▸ Written request: Could you give the data again starting with the line with "Please locate the metal bollard" and going on through the line with "column 219, row 148", replacing "street lamp post" with "lamppost" and leaving everything else unchanged?

▸ Excerpted records:
--- start ---
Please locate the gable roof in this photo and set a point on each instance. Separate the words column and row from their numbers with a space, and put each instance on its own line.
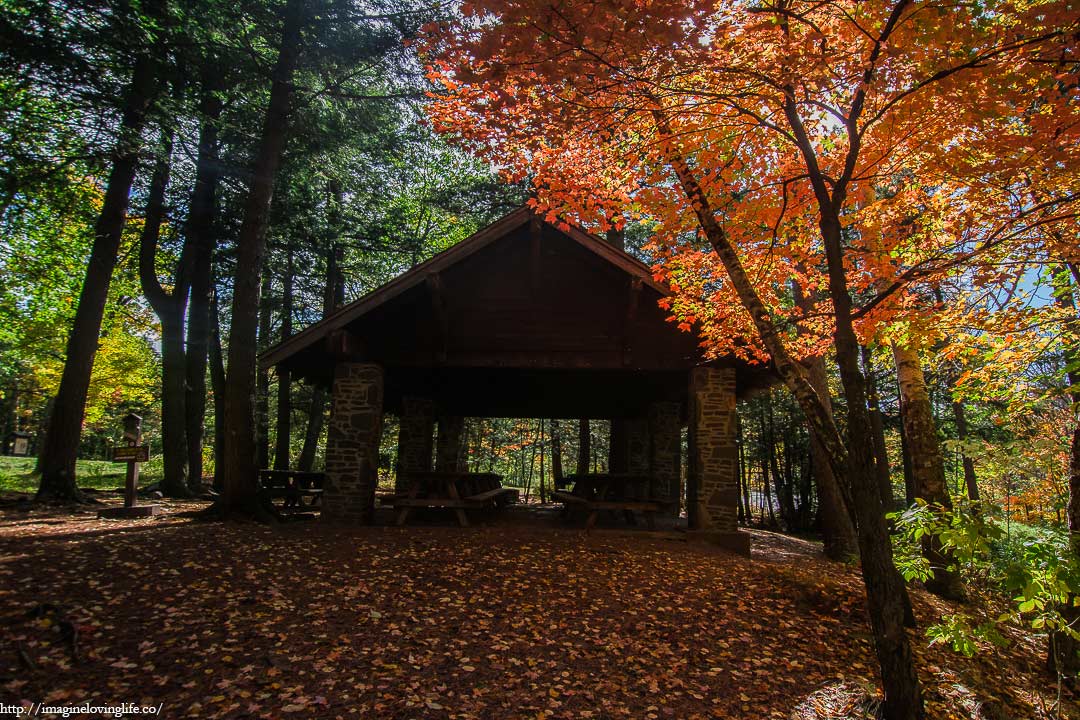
column 347, row 314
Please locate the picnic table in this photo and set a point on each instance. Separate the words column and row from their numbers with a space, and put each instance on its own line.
column 457, row 491
column 595, row 492
column 294, row 486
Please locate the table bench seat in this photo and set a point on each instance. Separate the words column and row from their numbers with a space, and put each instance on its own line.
column 646, row 507
column 497, row 494
column 293, row 486
column 457, row 491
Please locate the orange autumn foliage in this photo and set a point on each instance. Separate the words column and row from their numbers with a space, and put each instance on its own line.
column 966, row 139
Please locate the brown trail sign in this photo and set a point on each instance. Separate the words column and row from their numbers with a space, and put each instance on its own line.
column 133, row 453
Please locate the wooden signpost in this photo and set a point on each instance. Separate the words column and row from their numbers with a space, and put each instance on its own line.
column 132, row 452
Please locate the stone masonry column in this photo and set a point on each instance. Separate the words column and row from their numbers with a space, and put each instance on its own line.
column 448, row 445
column 352, row 443
column 713, row 487
column 415, row 438
column 637, row 442
column 665, row 453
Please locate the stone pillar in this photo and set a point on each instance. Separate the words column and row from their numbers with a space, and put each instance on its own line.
column 352, row 443
column 665, row 453
column 619, row 447
column 449, row 457
column 415, row 438
column 713, row 479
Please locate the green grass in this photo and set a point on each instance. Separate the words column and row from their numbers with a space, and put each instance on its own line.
column 15, row 474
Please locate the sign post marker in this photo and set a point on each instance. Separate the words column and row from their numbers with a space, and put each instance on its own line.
column 132, row 452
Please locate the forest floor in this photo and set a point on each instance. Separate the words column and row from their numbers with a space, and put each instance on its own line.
column 305, row 620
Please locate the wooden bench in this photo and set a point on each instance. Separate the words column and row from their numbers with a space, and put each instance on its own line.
column 646, row 507
column 457, row 491
column 293, row 486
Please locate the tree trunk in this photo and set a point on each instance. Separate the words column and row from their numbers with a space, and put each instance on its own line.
column 877, row 426
column 1064, row 651
column 262, row 379
column 200, row 234
column 584, row 450
column 170, row 308
column 39, row 442
column 970, row 481
column 543, row 491
column 835, row 517
column 928, row 466
column 65, row 422
column 837, row 524
column 852, row 460
column 241, row 472
column 333, row 296
column 556, row 454
column 284, row 377
column 217, row 385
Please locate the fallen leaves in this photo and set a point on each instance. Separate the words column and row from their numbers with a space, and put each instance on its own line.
column 243, row 621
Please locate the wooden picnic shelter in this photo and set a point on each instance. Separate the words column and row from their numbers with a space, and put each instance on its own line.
column 531, row 320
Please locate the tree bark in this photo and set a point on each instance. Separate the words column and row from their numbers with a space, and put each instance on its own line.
column 170, row 308
column 835, row 517
column 333, row 296
column 877, row 428
column 284, row 423
column 928, row 465
column 65, row 423
column 584, row 450
column 556, row 454
column 200, row 234
column 1063, row 653
column 241, row 472
column 262, row 378
column 217, row 385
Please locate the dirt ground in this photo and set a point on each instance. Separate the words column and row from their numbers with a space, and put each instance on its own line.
column 433, row 621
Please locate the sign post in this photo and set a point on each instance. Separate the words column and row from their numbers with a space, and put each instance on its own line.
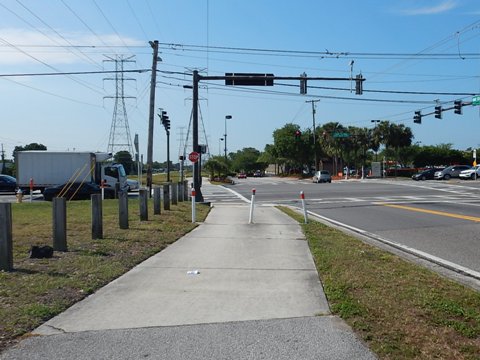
column 193, row 156
column 475, row 163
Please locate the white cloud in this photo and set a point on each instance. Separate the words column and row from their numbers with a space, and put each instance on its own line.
column 441, row 7
column 21, row 47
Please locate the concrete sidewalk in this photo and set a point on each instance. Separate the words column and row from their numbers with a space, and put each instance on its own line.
column 227, row 290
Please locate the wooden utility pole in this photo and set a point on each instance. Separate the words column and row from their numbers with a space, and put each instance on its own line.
column 151, row 116
column 314, row 130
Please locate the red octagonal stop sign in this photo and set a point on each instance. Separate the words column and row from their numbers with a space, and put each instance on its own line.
column 193, row 156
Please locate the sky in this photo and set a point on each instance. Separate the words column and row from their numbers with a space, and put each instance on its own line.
column 414, row 54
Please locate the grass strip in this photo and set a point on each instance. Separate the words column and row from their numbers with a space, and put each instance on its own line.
column 39, row 289
column 401, row 310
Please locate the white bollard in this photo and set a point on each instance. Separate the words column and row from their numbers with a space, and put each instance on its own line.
column 302, row 196
column 193, row 206
column 31, row 189
column 252, row 206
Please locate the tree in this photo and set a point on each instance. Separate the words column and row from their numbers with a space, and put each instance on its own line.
column 216, row 164
column 293, row 145
column 124, row 158
column 246, row 160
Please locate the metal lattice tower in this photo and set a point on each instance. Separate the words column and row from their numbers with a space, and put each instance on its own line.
column 119, row 139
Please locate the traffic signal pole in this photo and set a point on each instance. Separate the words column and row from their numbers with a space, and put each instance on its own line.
column 196, row 167
column 314, row 135
column 242, row 79
column 151, row 116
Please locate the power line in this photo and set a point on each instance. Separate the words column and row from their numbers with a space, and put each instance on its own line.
column 76, row 73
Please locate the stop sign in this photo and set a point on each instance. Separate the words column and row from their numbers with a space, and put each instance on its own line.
column 193, row 156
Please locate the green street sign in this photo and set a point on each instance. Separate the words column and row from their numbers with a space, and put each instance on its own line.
column 476, row 100
column 346, row 134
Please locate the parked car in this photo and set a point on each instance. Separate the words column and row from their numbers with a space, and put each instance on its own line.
column 322, row 176
column 132, row 185
column 77, row 191
column 450, row 172
column 8, row 183
column 470, row 173
column 427, row 174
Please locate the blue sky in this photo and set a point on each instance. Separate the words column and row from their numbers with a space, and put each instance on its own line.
column 399, row 46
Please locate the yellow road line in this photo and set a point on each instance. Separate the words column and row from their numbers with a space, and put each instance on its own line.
column 434, row 212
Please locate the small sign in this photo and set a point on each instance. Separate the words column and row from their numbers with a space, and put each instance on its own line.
column 193, row 156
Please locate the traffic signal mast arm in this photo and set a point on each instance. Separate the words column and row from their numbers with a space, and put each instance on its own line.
column 457, row 107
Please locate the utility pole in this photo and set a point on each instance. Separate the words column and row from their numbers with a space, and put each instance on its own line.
column 196, row 167
column 151, row 116
column 314, row 130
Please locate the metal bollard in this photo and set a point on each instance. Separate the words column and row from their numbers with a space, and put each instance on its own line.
column 6, row 243
column 97, row 216
column 252, row 206
column 59, row 210
column 143, row 197
column 194, row 215
column 302, row 197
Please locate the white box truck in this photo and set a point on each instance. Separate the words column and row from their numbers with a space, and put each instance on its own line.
column 50, row 168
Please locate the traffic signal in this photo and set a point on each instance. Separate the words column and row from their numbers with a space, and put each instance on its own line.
column 457, row 105
column 417, row 118
column 303, row 84
column 165, row 120
column 359, row 84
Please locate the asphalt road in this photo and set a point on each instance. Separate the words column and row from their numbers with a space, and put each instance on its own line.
column 438, row 219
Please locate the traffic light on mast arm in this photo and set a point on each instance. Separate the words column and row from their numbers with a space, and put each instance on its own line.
column 359, row 84
column 303, row 84
column 457, row 105
column 417, row 118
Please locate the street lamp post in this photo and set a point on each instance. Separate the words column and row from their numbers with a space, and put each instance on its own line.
column 227, row 117
column 219, row 147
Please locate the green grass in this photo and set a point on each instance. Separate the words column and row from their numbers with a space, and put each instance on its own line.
column 38, row 289
column 401, row 310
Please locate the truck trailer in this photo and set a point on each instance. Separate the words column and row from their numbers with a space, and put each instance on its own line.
column 41, row 169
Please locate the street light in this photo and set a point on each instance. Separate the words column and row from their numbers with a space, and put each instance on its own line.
column 375, row 127
column 227, row 117
column 219, row 148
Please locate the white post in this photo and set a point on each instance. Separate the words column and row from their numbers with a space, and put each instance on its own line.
column 31, row 189
column 102, row 186
column 475, row 163
column 193, row 206
column 252, row 206
column 302, row 196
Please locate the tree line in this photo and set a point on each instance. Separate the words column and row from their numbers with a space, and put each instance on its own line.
column 336, row 146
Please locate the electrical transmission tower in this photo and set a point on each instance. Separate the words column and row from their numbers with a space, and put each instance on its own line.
column 119, row 139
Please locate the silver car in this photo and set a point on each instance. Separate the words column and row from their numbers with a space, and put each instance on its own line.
column 451, row 171
column 322, row 176
column 470, row 173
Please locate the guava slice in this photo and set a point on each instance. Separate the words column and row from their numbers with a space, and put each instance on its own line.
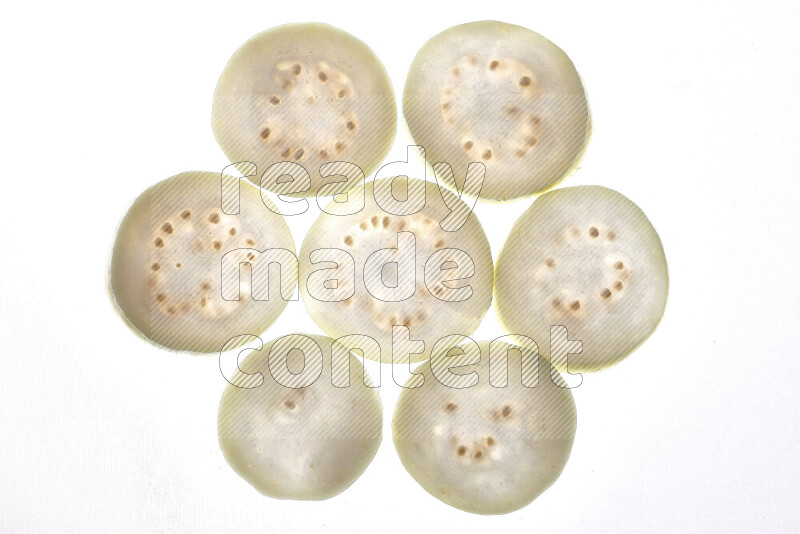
column 586, row 258
column 167, row 268
column 306, row 93
column 353, row 286
column 300, row 421
column 487, row 443
column 501, row 95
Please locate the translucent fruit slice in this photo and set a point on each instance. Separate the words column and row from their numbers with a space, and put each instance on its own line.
column 367, row 272
column 306, row 93
column 309, row 429
column 501, row 95
column 586, row 258
column 167, row 268
column 486, row 438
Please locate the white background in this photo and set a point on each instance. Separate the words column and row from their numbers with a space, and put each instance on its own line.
column 696, row 116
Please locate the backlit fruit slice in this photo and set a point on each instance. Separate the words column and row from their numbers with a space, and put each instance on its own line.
column 179, row 251
column 367, row 272
column 486, row 438
column 306, row 93
column 501, row 95
column 586, row 258
column 310, row 428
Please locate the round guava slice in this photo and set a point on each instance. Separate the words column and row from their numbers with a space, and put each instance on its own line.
column 500, row 95
column 588, row 259
column 367, row 272
column 305, row 93
column 489, row 429
column 300, row 420
column 175, row 268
--- end ---
▸ Expected answer:
Please locate the metal bollard in this photo and set a point on each instance. Separate the words column and row from their numbers with a space, and put each instance on its own line.
column 6, row 243
column 97, row 216
column 252, row 206
column 59, row 210
column 143, row 197
column 194, row 215
column 302, row 197
Please locate the white box truck in this photo and set a point on each instance. Separate the words column and row from their numbers with a space, and put each instance on its own line.
column 50, row 168
Please locate the traffic signal in this photo and set a point on each instance. Separate the words column and row from their numbers with a space, and put each instance on its own line.
column 457, row 105
column 417, row 118
column 303, row 84
column 165, row 120
column 359, row 84
Please locate the asphalt road in this photo and set a point on each instance. Separate the words column and row from their numbers with a space, and put each instance on its own line.
column 438, row 219
Please locate the traffic light on mast arm in this photo and set a point on each instance. Separate the words column and row from their numbers with a space, and put each instance on its own line.
column 359, row 84
column 303, row 84
column 457, row 105
column 417, row 118
Please locate the lamppost in this photo and set a point on each instance. Separate the words column and row from their numbers with a space, and put each instance on its own line.
column 227, row 117
column 219, row 147
Please locate the green grass in this photo and set a point on each instance. Separate the words column and row from their numbers with a space, and put each instance on its own line.
column 38, row 289
column 401, row 310
Please locate the truck trailer in this photo and set a point on each instance. Separate the words column and row from their numbers with a space, and put each instance on its own line.
column 41, row 169
Please locate the street light in this photo and set a point on each instance. Separate the words column and row from their numbers with a space, and put each instance on its own line.
column 375, row 127
column 227, row 117
column 219, row 148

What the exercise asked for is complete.